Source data
+ + + + +

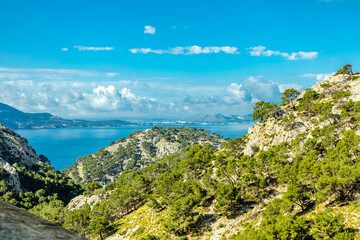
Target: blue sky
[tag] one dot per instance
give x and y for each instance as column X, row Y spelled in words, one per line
column 168, row 59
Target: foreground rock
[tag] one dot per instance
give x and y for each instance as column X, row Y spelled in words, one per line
column 16, row 223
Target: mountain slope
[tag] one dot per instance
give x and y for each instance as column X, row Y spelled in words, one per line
column 295, row 175
column 140, row 149
column 27, row 179
column 14, row 118
column 16, row 223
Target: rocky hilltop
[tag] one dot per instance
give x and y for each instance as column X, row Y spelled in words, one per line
column 295, row 175
column 27, row 179
column 14, row 149
column 140, row 149
column 290, row 122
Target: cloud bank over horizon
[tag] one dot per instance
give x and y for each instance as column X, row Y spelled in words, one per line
column 131, row 99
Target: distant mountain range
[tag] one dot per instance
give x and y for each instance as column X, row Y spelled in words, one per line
column 14, row 118
column 17, row 119
column 218, row 119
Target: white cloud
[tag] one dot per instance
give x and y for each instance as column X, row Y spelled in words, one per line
column 189, row 50
column 49, row 73
column 75, row 99
column 84, row 48
column 120, row 99
column 261, row 51
column 318, row 76
column 149, row 29
column 111, row 74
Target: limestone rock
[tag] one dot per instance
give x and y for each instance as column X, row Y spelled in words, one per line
column 16, row 223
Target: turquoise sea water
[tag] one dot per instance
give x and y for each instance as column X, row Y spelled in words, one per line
column 64, row 145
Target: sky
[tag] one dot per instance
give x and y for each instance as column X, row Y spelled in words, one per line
column 133, row 59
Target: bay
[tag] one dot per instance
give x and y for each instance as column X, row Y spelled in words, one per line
column 64, row 145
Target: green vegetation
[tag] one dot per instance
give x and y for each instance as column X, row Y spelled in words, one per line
column 289, row 96
column 140, row 149
column 303, row 188
column 264, row 109
column 42, row 184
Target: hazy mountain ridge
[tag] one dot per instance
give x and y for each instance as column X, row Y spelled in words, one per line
column 295, row 175
column 15, row 119
column 304, row 162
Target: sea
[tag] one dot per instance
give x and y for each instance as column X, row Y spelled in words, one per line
column 62, row 146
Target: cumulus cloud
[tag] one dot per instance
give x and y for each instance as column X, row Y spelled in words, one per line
column 149, row 30
column 119, row 99
column 49, row 73
column 189, row 50
column 84, row 48
column 238, row 97
column 261, row 51
column 75, row 98
column 318, row 76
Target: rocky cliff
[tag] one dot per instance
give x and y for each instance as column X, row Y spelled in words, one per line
column 14, row 149
column 139, row 150
column 290, row 122
column 16, row 223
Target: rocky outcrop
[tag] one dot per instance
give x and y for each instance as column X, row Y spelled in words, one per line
column 140, row 149
column 14, row 149
column 273, row 131
column 79, row 201
column 16, row 223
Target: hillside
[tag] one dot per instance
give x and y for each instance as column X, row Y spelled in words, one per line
column 27, row 179
column 15, row 119
column 140, row 149
column 295, row 175
column 16, row 223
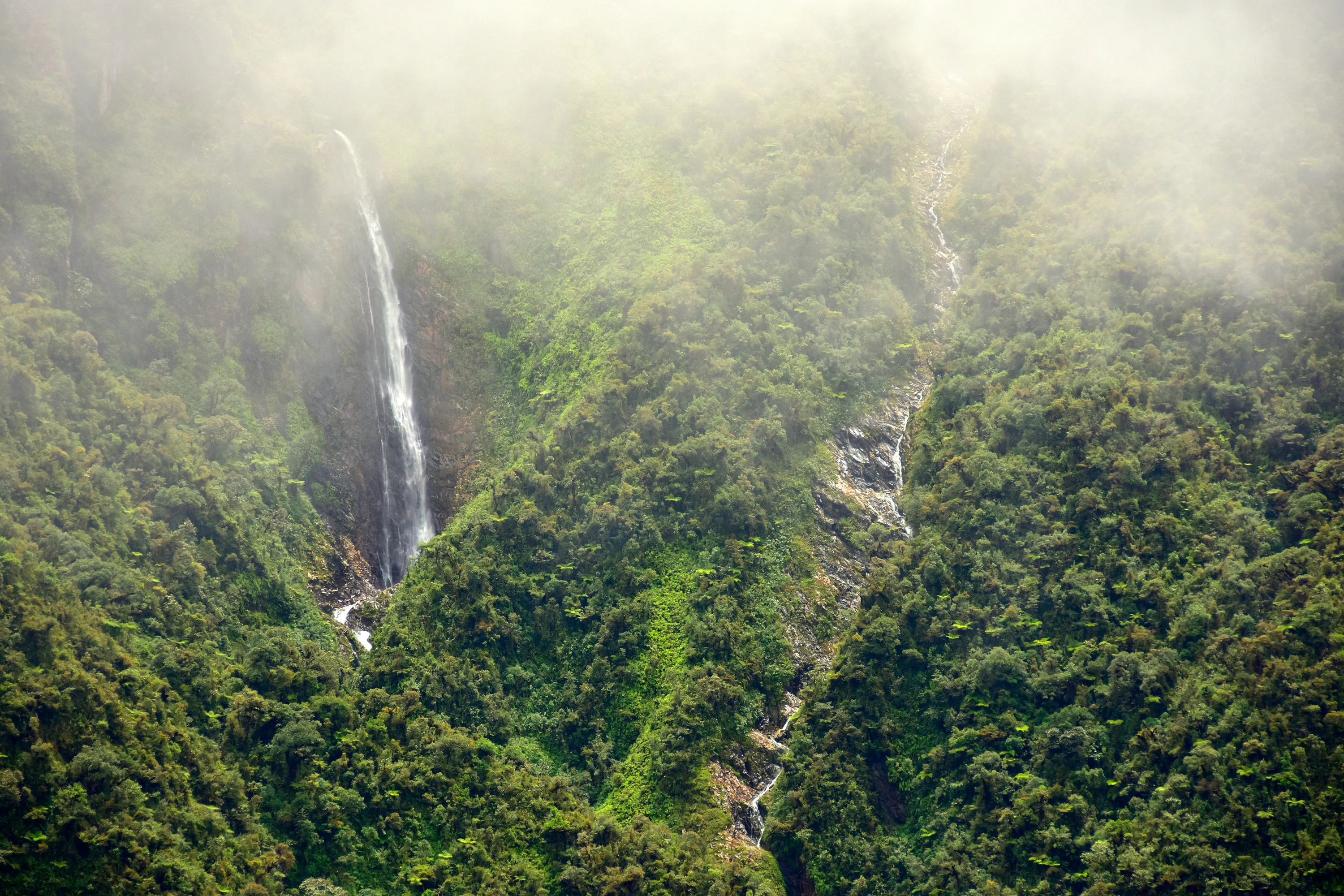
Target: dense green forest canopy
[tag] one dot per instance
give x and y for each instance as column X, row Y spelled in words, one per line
column 671, row 261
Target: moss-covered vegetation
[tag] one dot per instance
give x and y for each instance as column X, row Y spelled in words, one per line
column 1108, row 661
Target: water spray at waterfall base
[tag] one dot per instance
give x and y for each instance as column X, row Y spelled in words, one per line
column 406, row 520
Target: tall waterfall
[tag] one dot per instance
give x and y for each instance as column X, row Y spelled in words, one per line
column 406, row 516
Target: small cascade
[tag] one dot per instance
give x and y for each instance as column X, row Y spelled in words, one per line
column 406, row 519
column 949, row 258
column 362, row 636
column 870, row 454
column 754, row 806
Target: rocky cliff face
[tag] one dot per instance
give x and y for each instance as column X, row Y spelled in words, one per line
column 343, row 397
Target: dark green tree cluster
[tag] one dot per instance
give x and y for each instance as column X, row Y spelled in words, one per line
column 1111, row 660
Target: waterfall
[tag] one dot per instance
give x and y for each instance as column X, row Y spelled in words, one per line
column 406, row 519
column 949, row 258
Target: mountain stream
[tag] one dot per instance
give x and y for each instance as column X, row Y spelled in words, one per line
column 406, row 519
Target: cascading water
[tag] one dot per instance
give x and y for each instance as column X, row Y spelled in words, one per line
column 949, row 258
column 406, row 516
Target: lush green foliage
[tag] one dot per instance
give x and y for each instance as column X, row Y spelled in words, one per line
column 1108, row 661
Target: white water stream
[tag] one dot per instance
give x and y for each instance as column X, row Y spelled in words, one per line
column 912, row 400
column 363, row 636
column 406, row 516
column 949, row 258
column 756, row 801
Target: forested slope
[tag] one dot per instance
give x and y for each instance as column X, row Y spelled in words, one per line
column 1109, row 661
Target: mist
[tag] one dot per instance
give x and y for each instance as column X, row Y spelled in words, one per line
column 854, row 448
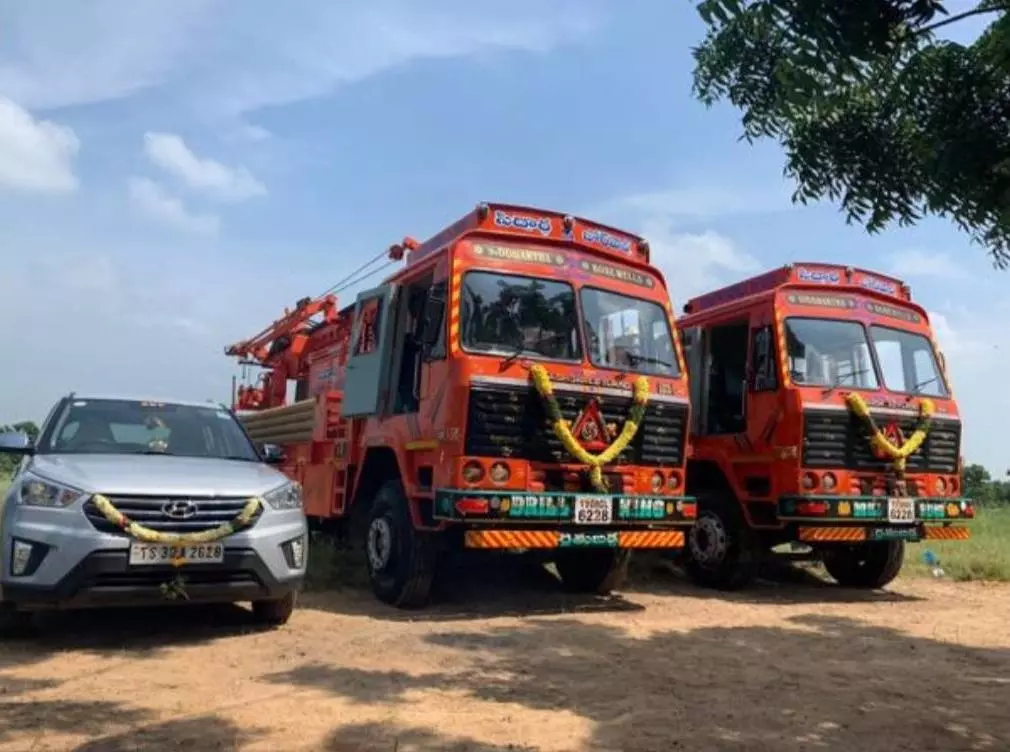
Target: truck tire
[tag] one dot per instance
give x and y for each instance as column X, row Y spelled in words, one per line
column 597, row 570
column 720, row 553
column 275, row 612
column 867, row 565
column 400, row 559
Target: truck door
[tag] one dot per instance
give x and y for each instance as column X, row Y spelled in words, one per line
column 367, row 379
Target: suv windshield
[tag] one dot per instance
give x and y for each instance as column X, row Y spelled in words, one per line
column 627, row 333
column 130, row 427
column 828, row 352
column 508, row 314
column 907, row 361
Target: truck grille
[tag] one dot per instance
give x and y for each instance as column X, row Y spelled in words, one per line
column 149, row 512
column 835, row 438
column 512, row 422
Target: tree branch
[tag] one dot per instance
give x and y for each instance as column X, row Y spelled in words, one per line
column 962, row 16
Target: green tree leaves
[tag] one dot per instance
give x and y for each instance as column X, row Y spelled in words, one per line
column 873, row 110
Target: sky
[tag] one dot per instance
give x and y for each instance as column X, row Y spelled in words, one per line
column 174, row 174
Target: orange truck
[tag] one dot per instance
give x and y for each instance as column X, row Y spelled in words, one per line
column 517, row 384
column 822, row 417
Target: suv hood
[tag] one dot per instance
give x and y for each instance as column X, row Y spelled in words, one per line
column 149, row 474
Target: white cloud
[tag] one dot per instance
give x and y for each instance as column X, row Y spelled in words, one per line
column 694, row 262
column 225, row 60
column 35, row 155
column 170, row 152
column 923, row 262
column 704, row 202
column 154, row 202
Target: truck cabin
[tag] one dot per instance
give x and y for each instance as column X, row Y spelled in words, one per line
column 507, row 287
column 772, row 360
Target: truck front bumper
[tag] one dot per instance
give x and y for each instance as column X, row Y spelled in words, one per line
column 510, row 520
column 838, row 519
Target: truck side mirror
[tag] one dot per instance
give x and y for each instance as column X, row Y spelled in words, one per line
column 16, row 442
column 434, row 313
column 272, row 453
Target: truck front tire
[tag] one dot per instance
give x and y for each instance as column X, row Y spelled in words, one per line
column 598, row 570
column 400, row 559
column 720, row 551
column 867, row 565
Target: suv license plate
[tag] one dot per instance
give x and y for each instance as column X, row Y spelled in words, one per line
column 153, row 554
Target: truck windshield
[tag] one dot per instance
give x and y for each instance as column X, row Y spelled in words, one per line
column 509, row 314
column 132, row 427
column 828, row 352
column 627, row 333
column 907, row 362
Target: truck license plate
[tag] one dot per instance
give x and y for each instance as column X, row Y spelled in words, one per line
column 900, row 510
column 593, row 511
column 141, row 554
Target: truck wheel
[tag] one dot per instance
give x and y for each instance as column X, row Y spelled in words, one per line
column 275, row 612
column 593, row 570
column 720, row 551
column 867, row 565
column 401, row 560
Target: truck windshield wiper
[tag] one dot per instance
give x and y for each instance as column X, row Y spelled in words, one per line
column 633, row 359
column 838, row 379
column 920, row 385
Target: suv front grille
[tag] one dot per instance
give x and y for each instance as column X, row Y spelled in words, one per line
column 149, row 512
column 512, row 422
column 835, row 438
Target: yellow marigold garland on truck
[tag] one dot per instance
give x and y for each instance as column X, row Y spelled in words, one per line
column 564, row 432
column 146, row 535
column 899, row 454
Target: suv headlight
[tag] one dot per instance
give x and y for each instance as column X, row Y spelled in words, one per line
column 38, row 492
column 288, row 496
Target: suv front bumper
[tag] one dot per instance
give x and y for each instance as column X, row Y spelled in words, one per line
column 74, row 565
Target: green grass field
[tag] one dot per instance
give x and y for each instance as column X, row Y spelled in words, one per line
column 986, row 555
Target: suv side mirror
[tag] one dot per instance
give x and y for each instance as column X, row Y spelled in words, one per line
column 272, row 453
column 16, row 442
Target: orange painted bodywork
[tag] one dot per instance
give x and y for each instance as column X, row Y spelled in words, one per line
column 771, row 446
column 429, row 445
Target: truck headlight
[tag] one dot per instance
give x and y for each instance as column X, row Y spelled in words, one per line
column 38, row 492
column 288, row 496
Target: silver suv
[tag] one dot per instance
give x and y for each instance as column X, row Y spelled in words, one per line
column 132, row 502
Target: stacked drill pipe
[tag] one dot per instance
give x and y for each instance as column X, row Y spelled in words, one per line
column 289, row 424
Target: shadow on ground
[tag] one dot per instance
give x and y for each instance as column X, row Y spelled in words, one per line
column 820, row 682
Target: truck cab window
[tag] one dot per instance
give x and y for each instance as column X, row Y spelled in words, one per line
column 829, row 352
column 414, row 307
column 627, row 333
column 509, row 314
column 727, row 358
column 907, row 362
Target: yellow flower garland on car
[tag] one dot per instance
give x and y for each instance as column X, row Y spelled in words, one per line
column 146, row 535
column 564, row 432
column 899, row 454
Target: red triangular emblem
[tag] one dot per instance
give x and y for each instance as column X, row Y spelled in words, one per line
column 590, row 430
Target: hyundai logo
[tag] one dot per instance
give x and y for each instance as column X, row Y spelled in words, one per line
column 179, row 509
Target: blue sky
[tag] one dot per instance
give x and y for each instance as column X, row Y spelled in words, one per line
column 172, row 175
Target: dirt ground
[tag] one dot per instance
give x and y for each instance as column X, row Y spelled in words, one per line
column 517, row 665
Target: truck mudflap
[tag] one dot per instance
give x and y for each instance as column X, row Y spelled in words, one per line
column 561, row 539
column 861, row 534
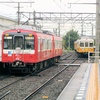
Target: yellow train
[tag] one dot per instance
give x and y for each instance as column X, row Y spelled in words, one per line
column 84, row 45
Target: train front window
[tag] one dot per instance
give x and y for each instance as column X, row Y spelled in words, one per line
column 81, row 44
column 7, row 42
column 86, row 44
column 91, row 44
column 18, row 42
column 29, row 42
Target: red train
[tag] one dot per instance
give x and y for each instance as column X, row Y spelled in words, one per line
column 29, row 50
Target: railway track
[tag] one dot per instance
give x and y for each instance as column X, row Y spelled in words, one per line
column 22, row 89
column 44, row 84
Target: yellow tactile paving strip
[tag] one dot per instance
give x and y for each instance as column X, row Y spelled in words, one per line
column 93, row 85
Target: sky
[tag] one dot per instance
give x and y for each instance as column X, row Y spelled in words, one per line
column 10, row 9
column 47, row 6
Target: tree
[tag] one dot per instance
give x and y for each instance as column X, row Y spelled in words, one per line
column 69, row 39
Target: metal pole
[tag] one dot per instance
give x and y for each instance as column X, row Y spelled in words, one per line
column 97, row 31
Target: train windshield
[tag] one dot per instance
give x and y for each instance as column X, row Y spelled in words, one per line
column 8, row 42
column 18, row 42
column 91, row 44
column 29, row 42
column 81, row 44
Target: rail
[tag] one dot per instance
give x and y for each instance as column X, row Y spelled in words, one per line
column 93, row 56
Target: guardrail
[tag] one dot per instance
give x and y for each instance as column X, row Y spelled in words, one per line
column 93, row 57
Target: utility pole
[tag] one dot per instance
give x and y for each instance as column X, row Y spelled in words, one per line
column 18, row 8
column 97, row 46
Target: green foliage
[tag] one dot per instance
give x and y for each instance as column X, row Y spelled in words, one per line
column 69, row 39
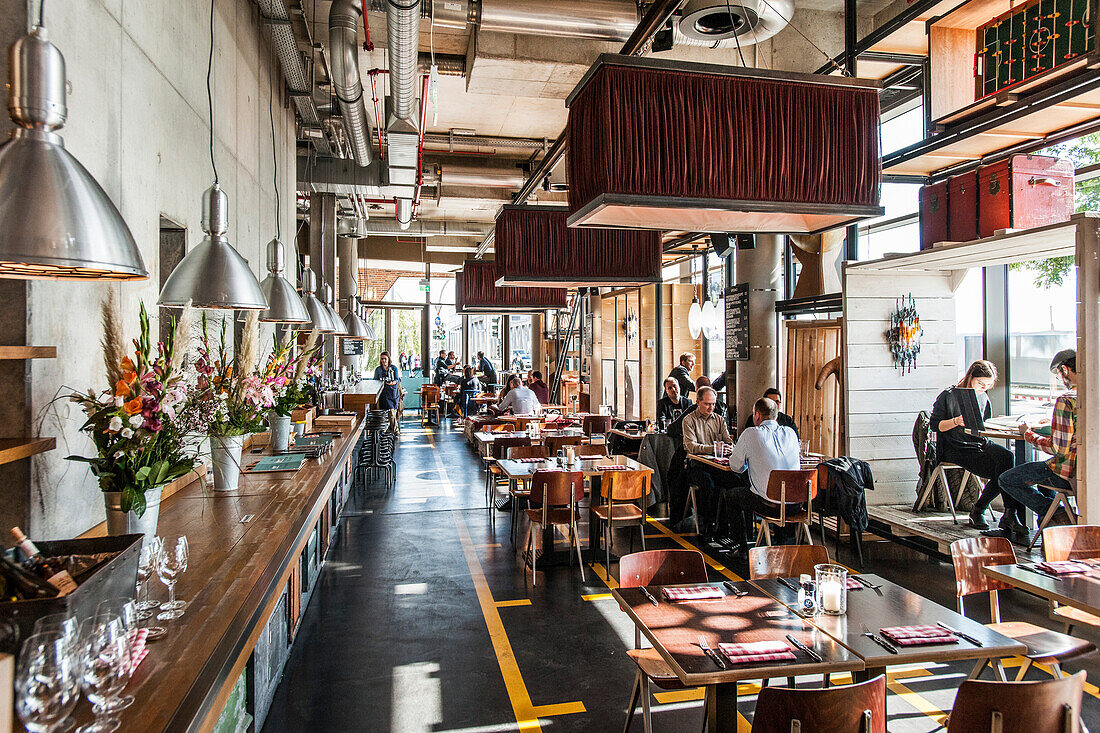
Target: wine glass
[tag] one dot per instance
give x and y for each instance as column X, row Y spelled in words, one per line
column 46, row 682
column 146, row 566
column 171, row 564
column 106, row 670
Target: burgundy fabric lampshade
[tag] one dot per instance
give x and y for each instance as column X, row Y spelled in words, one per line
column 535, row 245
column 673, row 145
column 475, row 292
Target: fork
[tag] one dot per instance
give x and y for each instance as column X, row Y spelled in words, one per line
column 711, row 653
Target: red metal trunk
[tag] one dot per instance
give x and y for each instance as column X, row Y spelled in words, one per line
column 1024, row 192
column 933, row 214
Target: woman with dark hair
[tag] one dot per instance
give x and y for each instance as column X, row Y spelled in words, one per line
column 979, row 456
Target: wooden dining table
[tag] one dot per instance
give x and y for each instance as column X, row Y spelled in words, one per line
column 675, row 628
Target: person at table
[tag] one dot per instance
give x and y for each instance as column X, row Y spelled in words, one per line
column 538, row 386
column 763, row 447
column 682, row 373
column 1023, row 481
column 977, row 455
column 485, row 367
column 784, row 419
column 703, row 427
column 672, row 404
column 391, row 379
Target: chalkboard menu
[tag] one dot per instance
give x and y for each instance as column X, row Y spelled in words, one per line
column 737, row 323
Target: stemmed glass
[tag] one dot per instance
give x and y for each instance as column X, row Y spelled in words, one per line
column 106, row 670
column 146, row 566
column 46, row 682
column 171, row 564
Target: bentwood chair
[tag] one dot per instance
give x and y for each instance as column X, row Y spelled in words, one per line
column 668, row 567
column 1049, row 706
column 798, row 487
column 785, row 560
column 1044, row 646
column 1071, row 543
column 850, row 709
column 620, row 491
column 553, row 499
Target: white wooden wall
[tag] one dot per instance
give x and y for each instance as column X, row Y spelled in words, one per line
column 882, row 403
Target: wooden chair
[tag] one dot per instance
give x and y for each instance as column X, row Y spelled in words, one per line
column 1044, row 646
column 1046, row 707
column 1062, row 498
column 787, row 488
column 620, row 490
column 668, row 567
column 850, row 709
column 785, row 560
column 553, row 498
column 1071, row 543
column 939, row 474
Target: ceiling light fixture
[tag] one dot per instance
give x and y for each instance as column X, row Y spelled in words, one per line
column 56, row 222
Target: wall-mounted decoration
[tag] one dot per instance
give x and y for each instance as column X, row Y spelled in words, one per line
column 904, row 334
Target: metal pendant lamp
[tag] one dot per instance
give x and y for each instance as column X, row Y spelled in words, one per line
column 318, row 314
column 213, row 274
column 56, row 222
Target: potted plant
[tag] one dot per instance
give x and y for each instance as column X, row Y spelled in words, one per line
column 234, row 396
column 135, row 425
column 285, row 375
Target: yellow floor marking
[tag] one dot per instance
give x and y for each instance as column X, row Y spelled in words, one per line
column 527, row 713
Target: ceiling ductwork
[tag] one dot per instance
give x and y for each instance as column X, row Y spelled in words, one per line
column 345, row 17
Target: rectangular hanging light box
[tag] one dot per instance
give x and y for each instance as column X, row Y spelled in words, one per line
column 675, row 145
column 535, row 245
column 475, row 292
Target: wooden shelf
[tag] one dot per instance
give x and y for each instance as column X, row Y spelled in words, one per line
column 28, row 352
column 13, row 449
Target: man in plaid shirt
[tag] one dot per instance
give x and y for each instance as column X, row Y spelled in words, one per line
column 1021, row 481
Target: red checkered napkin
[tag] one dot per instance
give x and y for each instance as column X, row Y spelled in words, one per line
column 1064, row 567
column 919, row 635
column 692, row 593
column 757, row 652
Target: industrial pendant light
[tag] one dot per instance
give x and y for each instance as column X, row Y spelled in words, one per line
column 56, row 222
column 213, row 274
column 284, row 306
column 318, row 314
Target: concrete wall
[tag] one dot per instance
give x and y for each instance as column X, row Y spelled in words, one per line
column 139, row 122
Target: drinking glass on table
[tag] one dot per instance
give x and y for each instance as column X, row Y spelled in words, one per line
column 171, row 564
column 46, row 682
column 105, row 670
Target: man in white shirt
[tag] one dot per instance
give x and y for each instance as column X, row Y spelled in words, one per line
column 520, row 400
column 759, row 450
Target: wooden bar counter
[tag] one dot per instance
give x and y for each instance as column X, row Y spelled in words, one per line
column 235, row 578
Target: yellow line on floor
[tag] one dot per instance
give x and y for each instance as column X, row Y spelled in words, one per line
column 527, row 713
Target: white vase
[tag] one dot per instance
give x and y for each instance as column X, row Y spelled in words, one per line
column 279, row 426
column 226, row 456
column 128, row 523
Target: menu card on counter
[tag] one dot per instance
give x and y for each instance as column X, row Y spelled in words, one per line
column 737, row 323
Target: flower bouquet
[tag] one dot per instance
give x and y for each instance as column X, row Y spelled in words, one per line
column 134, row 425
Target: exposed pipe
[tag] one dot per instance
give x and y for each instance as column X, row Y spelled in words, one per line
column 344, row 18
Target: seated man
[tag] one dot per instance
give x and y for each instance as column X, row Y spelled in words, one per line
column 783, row 418
column 1020, row 482
column 762, row 448
column 671, row 405
column 703, row 427
column 519, row 400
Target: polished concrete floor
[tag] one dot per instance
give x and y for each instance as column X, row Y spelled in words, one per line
column 425, row 620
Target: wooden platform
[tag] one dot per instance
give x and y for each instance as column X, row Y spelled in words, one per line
column 931, row 532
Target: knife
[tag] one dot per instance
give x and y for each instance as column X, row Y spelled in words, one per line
column 965, row 637
column 813, row 655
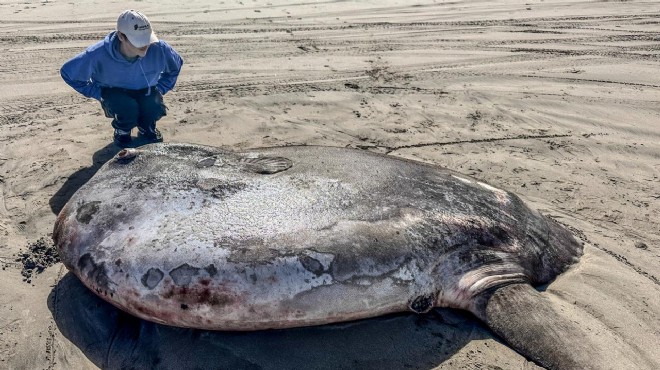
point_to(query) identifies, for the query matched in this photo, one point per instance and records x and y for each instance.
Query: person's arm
(77, 73)
(174, 62)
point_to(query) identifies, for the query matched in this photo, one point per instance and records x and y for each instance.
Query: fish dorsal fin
(266, 165)
(548, 333)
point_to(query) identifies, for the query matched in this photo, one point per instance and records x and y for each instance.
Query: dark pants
(131, 108)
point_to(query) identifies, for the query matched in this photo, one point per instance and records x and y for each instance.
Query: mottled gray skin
(195, 236)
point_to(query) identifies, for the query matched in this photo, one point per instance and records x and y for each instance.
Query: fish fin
(267, 165)
(547, 333)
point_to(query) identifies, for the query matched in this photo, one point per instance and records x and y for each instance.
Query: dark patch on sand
(39, 256)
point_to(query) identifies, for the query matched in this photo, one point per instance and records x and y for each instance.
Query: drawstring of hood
(145, 78)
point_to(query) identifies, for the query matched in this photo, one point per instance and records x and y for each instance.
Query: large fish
(195, 236)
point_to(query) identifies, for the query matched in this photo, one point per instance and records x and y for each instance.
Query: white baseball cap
(136, 27)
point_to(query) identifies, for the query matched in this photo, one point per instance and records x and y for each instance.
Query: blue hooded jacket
(102, 65)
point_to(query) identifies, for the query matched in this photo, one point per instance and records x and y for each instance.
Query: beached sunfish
(196, 236)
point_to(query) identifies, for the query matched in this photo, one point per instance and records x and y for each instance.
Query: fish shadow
(113, 339)
(80, 177)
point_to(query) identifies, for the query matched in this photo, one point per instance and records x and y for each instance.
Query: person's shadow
(80, 177)
(113, 339)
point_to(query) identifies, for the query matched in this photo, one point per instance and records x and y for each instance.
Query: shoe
(122, 138)
(150, 136)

+ + + + +

→ **What to work on**:
Could you copy out, word for word, the source data from the line containing "Target: burgundy fabric lampshade" through the line containing "column 882, row 403", with both of those lines included?

→ **Worked answer**:
Target: burgundy fabric lampshade
[tag] one dot per instance
give x and y for each instance as column X, row Y spelled in words, one per line
column 535, row 245
column 673, row 145
column 475, row 292
Target: fork
[tag] one dot per instance
give x and y for each instance as column X, row Y spelled in words, one per line
column 711, row 653
Target: red metal trunk
[tag] one dot per instance
give x and y for each instance as column X, row Y spelled in words, one per line
column 1024, row 192
column 933, row 214
Target: woman with dark hair
[tag] one dot per instance
give x and y for each instance as column X, row Y spelled in words, one per line
column 979, row 456
Target: wooden dining table
[tag] one dot per instance
give x and y for each instance as column X, row Y spelled in words, one per line
column 675, row 628
Target: person at table
[tag] one dot per instance
give x and y for each instance as column X, row Y spelled in words, one per line
column 538, row 386
column 763, row 447
column 682, row 373
column 1023, row 481
column 977, row 455
column 485, row 367
column 784, row 419
column 703, row 427
column 672, row 404
column 391, row 379
Target: chalkboard menu
[tag] one dot per instance
give x and y for each instance as column X, row Y spelled in words, one per line
column 737, row 323
Target: stemmed glass
[tag] one dot per instance
give x and y for each instance as column X, row Y spelled in words, one per line
column 106, row 670
column 146, row 566
column 46, row 682
column 171, row 564
Target: bentwood chair
[tag] one dot per instance
give x and y for each instance as column X, row Y spelled in words, one per line
column 668, row 567
column 1049, row 706
column 798, row 487
column 785, row 560
column 1044, row 646
column 1071, row 543
column 850, row 709
column 620, row 491
column 553, row 499
Target: white wooden wall
[tag] one dot per instance
give x and y for each instance as column X, row Y spelled in words, one per line
column 882, row 403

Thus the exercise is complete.